**EXERCISE REQUIREMENTS**
a. Set down the passage of the political correctness text starting at "But so much" and ending at "accident of birth).".
b. Answer each question about the political correctness text below.
(i) In what decade did the term political correctness originate?
(ii) What rule for free expression does the text call tried-and-tested?
(iii) The highlights are taken from which work, and by whom?

**TEXT FOR ANALYSIS**
____________

For many, the internet has become a marketplace of ideas where beliefs and opinions collide and conflict. Bad opinions perish; the fittest survive. But those that survive also become new narratives, refreshed and invigorated by the contest. When new information is presented, old assumptions are converted into new knowledge and new narratives—and the “war of the words” continues. The mainstream media, however, has become an autocratic voice, determined to control the House, Senate, White House, and, of course, the media.
Our friends on the left despise this type of free-for-all debate because it challenges their woke social and equity justice narratives, so often formulated to gin up support for liberal progressive policies. Most of these policies Americans reject, but only when they understand their real intent, which the mainstream media and social media do their best to conceal and camouflage.
Narratives constantly change, and we change with them. This ‘war of the words’ shouldn’t be a ‘War of the Worlds’ because, for us, there is only one—and while we should dispute and debate our ideas, we shouldn’t be at war with ourselves.
The following highlights are from William Deresiewicz’s On Political Correctness. Power, class, and the new campus religion.
Political correctness is the persistent attempt to suppress the expression of unwelcome beliefs and ideas. Dogma, and the enforcement of dogma, make for ideological consensus. There is zero percent chance that any one of us is 100 percent correct. That, in turn, is why freedom of expression includes the right to hear as well as speak, and why censoring or canceling certain politically incorrect voices abridges the speech rights of the listeners as well as of the speakers themselves.
This brings us to another thing that comes with dogma: heresy. Heresy means those beliefs that undermine the orthodox consensus, so it must be eradicated: by education, by reeducation—if necessary, by censorship.
The term political correctness, which originated in the 1970s as a form of self-mockery among progressive college students, was a deliberately ironic invocation of Stalinism. By now we’ve lost the irony but kept the Stalinism—and it was a feature of Stalinism that you could be convicted for an act that was not a crime at the time you committed it. So you were always already guilty or could be made to be guilty, and therefore we're always controllable.
But so much of political correctness is not about justice or creating a safe environment; it is about power. Political correctness creates a mindset of us versus them. “Them” is white men, or straight cis-gendered white men—a.k.a. “the patriarchy.” (The phrase “dead white men,” so beloved on the left, would have little force if its last two words were not already felt to constitute a pejorative.) “Us” is everybody else, the coalition of virtue (virtuous, of course, by an accident of birth).
Political correctness expects us to plot our experience on the grid of identity, to interpret it in terms of our location at the intersection of a limited number of recognized categories. You are a lesbian Latina, therefore you must feel X. You are a white trans man, therefore you must think Y. But identity should not precede experience; it should proceed from it.
Fortunately, we already have a tried-and-tested rule for free expression, one specifically designed to foster rational discourse. It’s called the First Amendment, and First Amendment jurisprudence doesn’t recognize “offensive” speech or even hate speech as categories subject to legitimate restriction. For one thing, hate is not illegal, and neither is giving offense. For another, what’s hate to me may not be hate to you; what’s offensive to you may be my deeply held belief. The concepts are relative and subjective.
When we talk about political correctness and its many florid manifestations, so much in the news of late, we are talking not only about racial injustice and other forms of systemic oppression, or about the coddling of privileged youth, though both are certainly at play. We are also talking, or rather not talking, about the pathologies of the American class system. And those are also what we need to deal with.

____________

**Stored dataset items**

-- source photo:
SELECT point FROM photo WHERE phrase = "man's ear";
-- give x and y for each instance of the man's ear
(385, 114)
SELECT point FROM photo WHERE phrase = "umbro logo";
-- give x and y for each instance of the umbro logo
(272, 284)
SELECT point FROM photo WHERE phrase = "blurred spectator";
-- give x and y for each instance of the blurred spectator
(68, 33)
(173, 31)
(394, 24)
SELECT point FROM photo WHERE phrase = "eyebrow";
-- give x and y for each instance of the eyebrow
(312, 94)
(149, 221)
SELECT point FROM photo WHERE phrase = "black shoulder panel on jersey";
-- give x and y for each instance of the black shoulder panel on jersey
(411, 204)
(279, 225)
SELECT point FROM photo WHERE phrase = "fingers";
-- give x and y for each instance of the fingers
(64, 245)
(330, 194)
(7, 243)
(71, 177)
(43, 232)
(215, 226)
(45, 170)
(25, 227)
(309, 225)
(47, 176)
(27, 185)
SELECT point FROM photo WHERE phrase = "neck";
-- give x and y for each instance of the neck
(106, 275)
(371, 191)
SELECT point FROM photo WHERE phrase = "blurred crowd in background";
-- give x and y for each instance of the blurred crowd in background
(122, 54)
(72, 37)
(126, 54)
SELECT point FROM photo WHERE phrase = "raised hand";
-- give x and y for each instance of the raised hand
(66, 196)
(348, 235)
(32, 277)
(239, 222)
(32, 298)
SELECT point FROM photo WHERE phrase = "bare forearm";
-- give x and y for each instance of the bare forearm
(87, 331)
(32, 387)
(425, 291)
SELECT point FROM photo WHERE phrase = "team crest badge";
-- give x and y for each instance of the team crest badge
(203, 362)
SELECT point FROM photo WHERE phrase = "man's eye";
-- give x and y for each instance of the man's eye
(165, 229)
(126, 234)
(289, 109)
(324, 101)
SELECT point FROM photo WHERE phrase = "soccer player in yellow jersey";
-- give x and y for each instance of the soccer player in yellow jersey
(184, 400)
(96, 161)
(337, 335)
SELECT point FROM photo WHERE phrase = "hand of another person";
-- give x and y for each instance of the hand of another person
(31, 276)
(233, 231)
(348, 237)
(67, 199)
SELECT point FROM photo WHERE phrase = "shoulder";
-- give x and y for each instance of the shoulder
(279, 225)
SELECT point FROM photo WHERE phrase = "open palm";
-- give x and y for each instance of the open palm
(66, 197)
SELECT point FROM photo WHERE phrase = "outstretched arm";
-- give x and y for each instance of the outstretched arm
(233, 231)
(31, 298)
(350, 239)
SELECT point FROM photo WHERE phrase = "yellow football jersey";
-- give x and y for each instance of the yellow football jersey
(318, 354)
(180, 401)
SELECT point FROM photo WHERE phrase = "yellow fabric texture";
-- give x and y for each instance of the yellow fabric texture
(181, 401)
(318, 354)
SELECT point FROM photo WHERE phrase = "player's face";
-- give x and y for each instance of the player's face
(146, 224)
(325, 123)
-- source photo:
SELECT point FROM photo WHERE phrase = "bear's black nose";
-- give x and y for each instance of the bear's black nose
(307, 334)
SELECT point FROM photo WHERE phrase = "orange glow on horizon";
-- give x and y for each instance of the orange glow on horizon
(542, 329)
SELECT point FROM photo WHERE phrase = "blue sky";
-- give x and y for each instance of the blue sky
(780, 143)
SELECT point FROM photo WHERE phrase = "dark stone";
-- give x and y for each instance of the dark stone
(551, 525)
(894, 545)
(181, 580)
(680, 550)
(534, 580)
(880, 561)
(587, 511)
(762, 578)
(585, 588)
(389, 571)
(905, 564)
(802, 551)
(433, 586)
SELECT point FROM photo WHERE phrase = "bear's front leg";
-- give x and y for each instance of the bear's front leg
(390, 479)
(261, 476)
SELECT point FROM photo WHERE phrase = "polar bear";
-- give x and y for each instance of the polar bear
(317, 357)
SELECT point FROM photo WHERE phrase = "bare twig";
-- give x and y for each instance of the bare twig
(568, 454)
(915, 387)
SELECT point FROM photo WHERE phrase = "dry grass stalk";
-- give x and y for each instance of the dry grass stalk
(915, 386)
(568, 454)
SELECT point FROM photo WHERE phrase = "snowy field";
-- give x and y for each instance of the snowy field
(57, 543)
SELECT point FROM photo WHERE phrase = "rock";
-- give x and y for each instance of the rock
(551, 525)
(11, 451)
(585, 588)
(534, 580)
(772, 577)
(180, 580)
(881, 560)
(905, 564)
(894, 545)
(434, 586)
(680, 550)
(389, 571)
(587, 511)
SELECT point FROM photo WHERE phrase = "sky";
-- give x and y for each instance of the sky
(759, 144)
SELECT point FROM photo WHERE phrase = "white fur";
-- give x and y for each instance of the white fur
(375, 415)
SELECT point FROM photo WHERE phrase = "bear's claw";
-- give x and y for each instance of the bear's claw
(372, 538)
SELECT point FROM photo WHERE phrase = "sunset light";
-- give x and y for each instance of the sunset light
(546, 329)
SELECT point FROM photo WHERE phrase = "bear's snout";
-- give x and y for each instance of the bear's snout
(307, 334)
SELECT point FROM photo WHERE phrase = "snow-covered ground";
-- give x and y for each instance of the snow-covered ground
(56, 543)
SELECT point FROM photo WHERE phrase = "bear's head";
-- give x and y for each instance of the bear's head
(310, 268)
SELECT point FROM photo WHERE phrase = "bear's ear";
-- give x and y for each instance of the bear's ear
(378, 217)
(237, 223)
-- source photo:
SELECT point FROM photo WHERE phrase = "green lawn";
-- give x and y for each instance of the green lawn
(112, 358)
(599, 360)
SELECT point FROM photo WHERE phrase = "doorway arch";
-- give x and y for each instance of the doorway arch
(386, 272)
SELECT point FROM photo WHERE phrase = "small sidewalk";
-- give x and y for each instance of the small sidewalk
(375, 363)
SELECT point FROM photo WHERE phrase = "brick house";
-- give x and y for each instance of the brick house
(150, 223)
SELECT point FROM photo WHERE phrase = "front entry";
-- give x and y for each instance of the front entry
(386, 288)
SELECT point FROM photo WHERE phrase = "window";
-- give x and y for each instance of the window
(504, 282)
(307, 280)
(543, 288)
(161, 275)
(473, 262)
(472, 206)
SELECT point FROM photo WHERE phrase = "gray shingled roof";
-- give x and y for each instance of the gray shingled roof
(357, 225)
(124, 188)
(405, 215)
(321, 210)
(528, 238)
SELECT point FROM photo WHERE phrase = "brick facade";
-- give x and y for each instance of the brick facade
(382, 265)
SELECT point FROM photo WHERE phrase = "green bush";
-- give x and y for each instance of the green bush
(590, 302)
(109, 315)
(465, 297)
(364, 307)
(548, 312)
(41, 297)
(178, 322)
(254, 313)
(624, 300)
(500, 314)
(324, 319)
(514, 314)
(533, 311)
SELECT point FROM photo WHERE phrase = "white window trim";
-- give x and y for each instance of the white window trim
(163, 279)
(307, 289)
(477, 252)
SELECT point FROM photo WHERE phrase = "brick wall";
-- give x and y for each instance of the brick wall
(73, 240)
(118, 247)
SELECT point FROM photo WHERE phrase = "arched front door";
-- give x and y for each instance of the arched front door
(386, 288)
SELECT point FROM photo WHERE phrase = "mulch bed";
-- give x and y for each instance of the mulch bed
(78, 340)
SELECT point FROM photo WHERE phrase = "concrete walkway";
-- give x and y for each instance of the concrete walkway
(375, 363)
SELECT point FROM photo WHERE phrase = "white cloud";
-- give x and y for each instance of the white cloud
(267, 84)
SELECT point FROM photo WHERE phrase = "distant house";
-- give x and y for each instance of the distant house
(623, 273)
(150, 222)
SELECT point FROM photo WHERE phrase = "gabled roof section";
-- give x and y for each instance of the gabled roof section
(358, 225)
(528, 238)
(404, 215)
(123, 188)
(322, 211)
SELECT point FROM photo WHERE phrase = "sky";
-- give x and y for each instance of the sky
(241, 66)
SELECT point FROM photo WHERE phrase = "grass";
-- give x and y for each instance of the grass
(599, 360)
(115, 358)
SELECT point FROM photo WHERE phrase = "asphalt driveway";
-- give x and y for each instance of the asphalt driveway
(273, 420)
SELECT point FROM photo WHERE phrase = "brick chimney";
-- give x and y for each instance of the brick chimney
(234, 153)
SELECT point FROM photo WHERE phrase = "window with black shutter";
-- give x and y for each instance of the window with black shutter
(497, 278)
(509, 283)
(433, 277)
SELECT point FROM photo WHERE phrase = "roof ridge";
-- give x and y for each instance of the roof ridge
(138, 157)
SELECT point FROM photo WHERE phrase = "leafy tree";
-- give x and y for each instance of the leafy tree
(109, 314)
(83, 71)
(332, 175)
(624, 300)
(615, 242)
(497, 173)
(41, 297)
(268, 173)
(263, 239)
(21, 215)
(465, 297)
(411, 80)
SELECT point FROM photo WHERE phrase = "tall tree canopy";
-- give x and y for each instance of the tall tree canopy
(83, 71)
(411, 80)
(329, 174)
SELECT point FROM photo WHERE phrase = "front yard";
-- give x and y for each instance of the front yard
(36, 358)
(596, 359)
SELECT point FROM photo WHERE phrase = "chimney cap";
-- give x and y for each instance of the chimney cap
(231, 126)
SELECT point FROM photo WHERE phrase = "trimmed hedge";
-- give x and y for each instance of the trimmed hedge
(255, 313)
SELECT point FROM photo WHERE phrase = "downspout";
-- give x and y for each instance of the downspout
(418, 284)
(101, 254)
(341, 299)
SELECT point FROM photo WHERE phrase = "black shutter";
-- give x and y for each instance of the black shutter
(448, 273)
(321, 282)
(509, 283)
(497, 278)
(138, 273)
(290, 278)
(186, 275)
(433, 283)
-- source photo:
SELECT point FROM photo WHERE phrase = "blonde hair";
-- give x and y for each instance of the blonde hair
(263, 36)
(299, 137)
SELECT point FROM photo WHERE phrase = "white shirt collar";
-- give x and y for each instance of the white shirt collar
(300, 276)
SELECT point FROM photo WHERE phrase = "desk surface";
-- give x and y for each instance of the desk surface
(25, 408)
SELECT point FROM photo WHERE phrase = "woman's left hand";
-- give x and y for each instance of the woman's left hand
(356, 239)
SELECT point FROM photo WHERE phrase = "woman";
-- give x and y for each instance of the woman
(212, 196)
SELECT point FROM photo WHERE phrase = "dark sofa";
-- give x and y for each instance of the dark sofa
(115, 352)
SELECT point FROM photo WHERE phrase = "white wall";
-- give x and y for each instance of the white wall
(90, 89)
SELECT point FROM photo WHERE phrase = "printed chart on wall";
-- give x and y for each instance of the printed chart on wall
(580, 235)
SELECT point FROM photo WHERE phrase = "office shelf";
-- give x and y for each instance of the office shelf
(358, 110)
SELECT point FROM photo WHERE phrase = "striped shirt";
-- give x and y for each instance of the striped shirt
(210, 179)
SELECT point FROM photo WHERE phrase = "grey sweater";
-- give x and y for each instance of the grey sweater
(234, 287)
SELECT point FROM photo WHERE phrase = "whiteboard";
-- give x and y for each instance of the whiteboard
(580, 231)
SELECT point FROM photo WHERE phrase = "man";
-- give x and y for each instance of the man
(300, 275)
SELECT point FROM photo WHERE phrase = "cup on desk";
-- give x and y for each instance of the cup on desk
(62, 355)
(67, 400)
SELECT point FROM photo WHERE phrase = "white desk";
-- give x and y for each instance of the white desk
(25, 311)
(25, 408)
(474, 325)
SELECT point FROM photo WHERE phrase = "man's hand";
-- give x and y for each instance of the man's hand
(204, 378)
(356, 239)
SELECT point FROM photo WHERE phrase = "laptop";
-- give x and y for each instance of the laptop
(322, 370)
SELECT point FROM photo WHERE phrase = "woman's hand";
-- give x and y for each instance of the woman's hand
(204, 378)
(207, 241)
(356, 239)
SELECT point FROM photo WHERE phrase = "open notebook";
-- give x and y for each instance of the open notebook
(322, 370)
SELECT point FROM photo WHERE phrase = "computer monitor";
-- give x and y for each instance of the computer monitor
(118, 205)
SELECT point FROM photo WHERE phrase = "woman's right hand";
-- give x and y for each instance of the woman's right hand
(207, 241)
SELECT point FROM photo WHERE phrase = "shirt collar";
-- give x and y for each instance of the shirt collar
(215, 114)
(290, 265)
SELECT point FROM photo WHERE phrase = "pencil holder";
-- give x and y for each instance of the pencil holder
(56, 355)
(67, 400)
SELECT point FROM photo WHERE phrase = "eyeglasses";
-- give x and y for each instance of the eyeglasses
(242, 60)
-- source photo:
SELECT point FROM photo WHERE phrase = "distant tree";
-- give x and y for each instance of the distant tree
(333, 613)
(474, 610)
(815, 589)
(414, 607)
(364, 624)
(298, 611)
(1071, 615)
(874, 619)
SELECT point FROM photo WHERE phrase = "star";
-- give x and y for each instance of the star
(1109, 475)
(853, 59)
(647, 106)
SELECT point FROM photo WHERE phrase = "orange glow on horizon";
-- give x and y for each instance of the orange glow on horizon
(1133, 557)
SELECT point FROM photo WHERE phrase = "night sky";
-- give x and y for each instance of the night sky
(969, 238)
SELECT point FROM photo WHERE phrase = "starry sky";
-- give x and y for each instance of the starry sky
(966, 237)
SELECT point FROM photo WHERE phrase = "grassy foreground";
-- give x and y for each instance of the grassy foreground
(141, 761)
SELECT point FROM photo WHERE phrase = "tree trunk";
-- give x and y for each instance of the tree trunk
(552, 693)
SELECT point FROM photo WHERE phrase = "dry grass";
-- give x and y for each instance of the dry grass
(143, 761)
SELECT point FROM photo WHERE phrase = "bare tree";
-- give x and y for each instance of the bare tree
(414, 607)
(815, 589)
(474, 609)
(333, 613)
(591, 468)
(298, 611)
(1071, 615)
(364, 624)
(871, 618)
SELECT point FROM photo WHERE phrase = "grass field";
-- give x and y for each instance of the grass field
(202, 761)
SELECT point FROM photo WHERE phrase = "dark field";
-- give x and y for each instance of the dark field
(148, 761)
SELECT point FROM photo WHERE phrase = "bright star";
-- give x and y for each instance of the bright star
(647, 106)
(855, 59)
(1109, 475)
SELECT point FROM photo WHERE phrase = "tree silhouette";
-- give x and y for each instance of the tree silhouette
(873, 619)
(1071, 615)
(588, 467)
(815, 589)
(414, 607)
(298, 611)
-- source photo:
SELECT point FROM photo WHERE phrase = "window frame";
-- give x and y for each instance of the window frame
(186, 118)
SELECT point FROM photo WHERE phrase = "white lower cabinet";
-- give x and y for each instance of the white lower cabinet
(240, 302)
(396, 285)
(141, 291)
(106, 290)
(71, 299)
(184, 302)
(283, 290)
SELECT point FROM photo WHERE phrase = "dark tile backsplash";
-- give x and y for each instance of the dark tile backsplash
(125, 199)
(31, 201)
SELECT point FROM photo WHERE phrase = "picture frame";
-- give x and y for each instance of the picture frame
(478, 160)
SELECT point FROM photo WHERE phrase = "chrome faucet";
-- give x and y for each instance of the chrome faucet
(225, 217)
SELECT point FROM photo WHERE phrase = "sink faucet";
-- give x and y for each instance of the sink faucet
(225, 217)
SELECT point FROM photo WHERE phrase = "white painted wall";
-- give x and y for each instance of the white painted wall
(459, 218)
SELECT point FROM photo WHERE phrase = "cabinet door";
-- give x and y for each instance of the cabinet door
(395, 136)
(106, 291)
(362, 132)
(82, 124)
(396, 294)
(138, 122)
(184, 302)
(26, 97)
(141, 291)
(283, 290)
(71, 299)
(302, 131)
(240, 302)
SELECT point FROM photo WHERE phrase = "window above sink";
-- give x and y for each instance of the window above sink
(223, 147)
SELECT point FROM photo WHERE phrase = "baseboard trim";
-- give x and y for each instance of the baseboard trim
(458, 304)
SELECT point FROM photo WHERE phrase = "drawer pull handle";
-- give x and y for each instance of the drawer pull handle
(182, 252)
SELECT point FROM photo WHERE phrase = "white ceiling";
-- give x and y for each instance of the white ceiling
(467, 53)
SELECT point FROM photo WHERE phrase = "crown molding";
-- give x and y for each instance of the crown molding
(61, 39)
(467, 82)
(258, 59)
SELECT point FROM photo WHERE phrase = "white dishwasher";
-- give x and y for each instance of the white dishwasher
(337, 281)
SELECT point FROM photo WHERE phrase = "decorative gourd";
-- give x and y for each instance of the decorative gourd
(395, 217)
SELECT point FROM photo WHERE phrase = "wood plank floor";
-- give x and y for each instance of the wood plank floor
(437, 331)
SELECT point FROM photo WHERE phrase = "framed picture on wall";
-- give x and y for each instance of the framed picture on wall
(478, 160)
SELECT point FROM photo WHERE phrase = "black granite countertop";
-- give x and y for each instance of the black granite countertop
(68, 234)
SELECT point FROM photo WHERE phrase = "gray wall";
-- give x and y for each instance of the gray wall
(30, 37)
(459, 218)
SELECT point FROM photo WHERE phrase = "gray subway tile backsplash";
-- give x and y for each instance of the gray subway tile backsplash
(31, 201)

____________

**ANSWERS BY ITEM NUMBER**
a.
But so much of political correctness is not about justice or creating a safe environment; it is about power. Political correctness creates a mindset of us versus them. “Them” is white men, or straight cis-gendered white men—a.k.a. “the patriarchy.” (The phrase “dead white men,” so beloved on the left, would have little force if its last two words were not already felt to constitute a pejorative.) “Us” is everybody else, the coalition of virtue (virtuous, of course, by an accident of birth).

b.
(i) The 1970s.
(ii) The First Amendment.
(iii) On Political Correctness, by William Deresiewicz.